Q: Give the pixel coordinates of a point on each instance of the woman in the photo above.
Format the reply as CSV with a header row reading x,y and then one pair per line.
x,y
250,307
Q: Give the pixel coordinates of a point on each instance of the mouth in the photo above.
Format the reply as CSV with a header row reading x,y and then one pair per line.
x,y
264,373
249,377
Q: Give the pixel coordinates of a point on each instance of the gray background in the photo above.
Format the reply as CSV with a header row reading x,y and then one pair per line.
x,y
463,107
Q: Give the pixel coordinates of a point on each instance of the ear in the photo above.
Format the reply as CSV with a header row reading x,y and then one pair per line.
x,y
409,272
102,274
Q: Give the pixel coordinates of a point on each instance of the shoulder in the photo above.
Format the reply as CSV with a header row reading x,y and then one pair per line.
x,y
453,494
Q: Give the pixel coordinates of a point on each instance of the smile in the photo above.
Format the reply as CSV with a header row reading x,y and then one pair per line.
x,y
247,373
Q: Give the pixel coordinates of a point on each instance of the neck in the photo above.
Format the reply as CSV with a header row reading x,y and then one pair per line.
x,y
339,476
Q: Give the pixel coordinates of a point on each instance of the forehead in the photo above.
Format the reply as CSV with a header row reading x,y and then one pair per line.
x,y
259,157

...

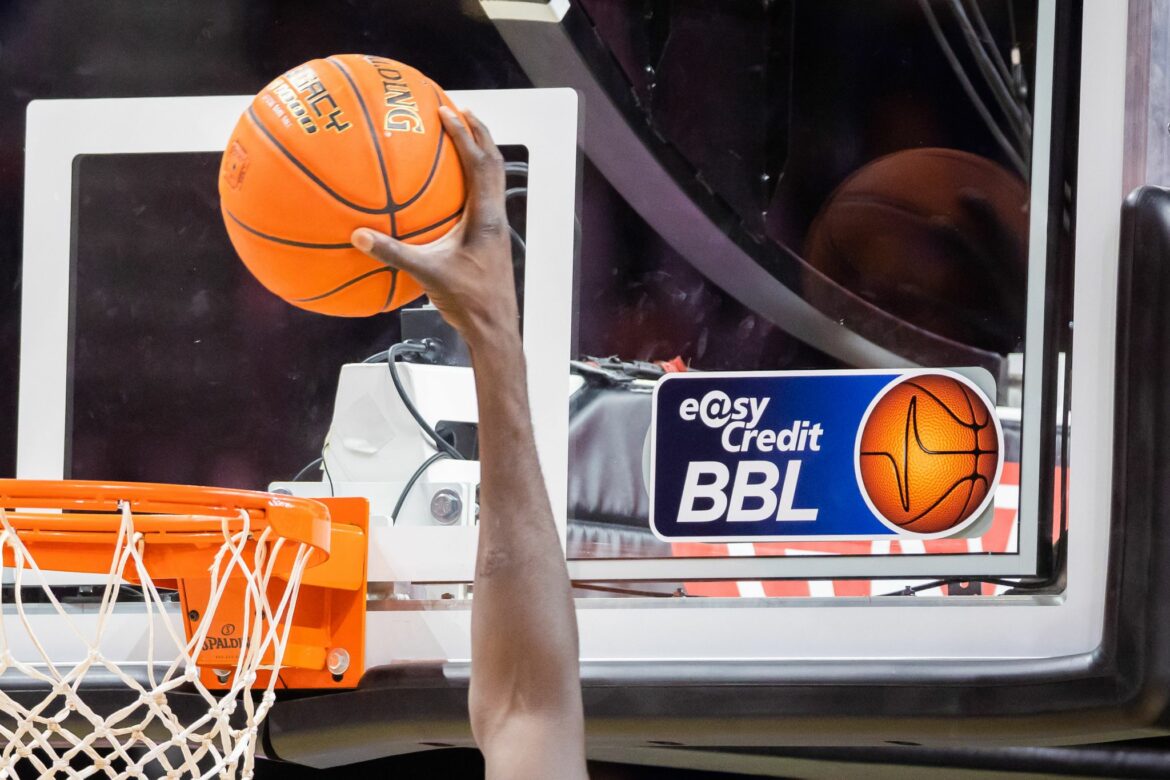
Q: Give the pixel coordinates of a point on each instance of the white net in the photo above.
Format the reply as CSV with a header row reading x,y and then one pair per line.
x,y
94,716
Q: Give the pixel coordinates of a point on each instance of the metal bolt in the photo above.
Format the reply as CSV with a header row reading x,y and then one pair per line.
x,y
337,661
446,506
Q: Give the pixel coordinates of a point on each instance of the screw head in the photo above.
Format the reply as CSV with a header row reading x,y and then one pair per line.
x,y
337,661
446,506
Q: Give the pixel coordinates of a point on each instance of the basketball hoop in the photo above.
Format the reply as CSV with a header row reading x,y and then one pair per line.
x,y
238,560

**EXERCISE DESCRIPTION:**
Copy all the lines above that hold the string "coordinates".

**SOLUTION:**
Q: Give the pixel coordinates of a point on each instance of the woman in the photo above.
Q: Give the pixel coordinates of a point on each instance of the mouth in the photo above.
Q: Give the pixel coordinates of a point on each instance of the gray background in the photo above.
Q: Give the pixel coordinates of a point on each instance of the ear in the photo above.
Q: Give the pixel coordinates of a point on each instance of the shoulder in the photo above.
Q: Give the pixel coordinates of a point on each instance of the smile in the photo above.
Q: Give the pixel coordinates of a point on each instance of the neck in the photo above.
Q: Give the pixel coordinates of a point on each instance of the forehead in the photo above.
Q: Give the pixel coordinates of a point on each instance of the white net in the photo above.
Q: Give the pixel coordinates of a point on each instance of the metal bolt in the photo above.
Q: Give the pixel coordinates of a point on each instance of the screw head in the photo above.
Q: Give the pixel coordinates of a point on each instance of the basketball hoop in the photo above.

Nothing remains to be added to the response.